*** Records for the exercise Section Begins ***
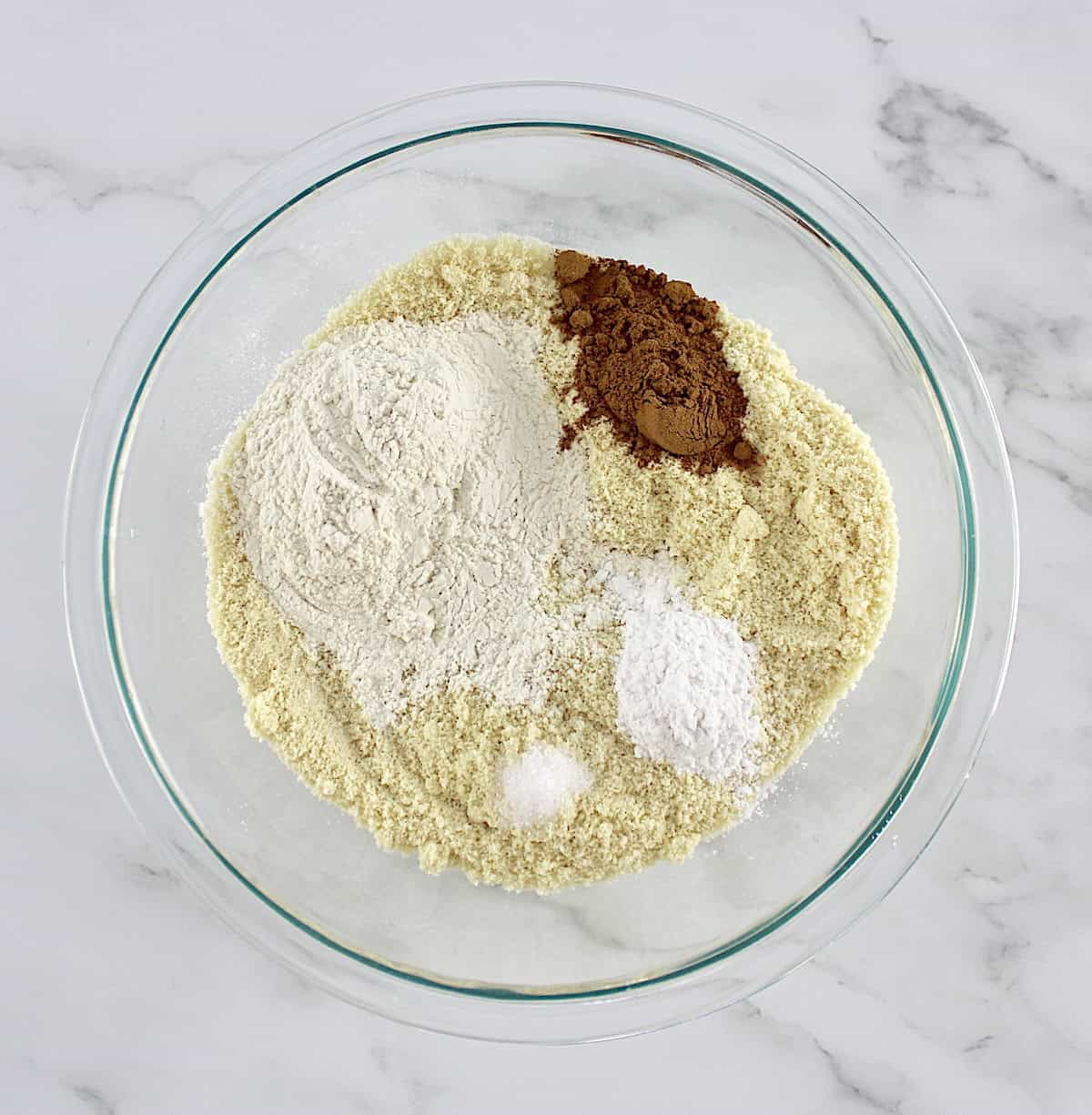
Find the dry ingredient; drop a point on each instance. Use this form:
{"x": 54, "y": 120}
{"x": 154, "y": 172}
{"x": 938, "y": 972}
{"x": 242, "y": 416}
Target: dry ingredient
*** Records for the exercise Section Ends ***
*Activity:* Leaving every picture out, output the data exactly as it stands.

*Answer to the exercise:*
Find the dry ingredient; drop a point on each instance. Use this form:
{"x": 54, "y": 120}
{"x": 154, "y": 172}
{"x": 938, "y": 972}
{"x": 242, "y": 416}
Target: dry ingredient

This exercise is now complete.